**Task objective**
Update the items from the start through the line holding "positive clicks: (39, 86)", inclusive, changing "rough mask" to "coarse mask" and leaving everything else as it is.

**Information shown**
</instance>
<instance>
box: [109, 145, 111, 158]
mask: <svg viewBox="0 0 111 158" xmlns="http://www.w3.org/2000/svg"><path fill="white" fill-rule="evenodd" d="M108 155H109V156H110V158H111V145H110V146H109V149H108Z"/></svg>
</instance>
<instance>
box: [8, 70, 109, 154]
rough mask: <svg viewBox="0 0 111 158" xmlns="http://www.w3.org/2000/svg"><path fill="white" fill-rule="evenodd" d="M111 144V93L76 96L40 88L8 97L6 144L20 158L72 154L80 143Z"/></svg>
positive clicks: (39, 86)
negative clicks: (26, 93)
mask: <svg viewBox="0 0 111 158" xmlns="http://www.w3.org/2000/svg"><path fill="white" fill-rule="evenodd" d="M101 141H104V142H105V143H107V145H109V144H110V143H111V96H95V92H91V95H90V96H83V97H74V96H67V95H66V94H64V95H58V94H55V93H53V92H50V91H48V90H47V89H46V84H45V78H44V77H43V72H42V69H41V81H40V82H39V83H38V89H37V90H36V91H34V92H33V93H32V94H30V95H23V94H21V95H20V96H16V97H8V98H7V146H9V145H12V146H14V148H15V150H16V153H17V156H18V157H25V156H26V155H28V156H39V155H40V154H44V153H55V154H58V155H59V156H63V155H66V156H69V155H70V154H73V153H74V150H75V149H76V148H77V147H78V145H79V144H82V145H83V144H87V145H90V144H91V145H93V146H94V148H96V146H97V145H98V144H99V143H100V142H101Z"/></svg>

**Task output**
</instance>
<instance>
box: [109, 145, 111, 158]
mask: <svg viewBox="0 0 111 158" xmlns="http://www.w3.org/2000/svg"><path fill="white" fill-rule="evenodd" d="M108 155H109V156H110V158H111V145H110V146H109V149H108Z"/></svg>
</instance>
<instance>
box: [8, 70, 109, 154]
coarse mask: <svg viewBox="0 0 111 158" xmlns="http://www.w3.org/2000/svg"><path fill="white" fill-rule="evenodd" d="M111 144V93L76 96L40 88L8 97L6 144L20 158L72 154L80 143Z"/></svg>
positive clicks: (39, 86)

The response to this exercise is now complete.